» **Your instructions**:
Can you render the entries below as a numbered list, leaving out any blank lines?

[START Data excerpts]

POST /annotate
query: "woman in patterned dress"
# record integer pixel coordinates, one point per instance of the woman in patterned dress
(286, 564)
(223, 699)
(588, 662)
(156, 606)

[END Data excerpts]

» **Result below**:
1. POST /annotate
2. query: "woman in patterned dress"
3. # record integer pixel coordinates, one point per instance of the woman in patterned dress
4. (286, 564)
5. (223, 699)
6. (588, 662)
7. (156, 606)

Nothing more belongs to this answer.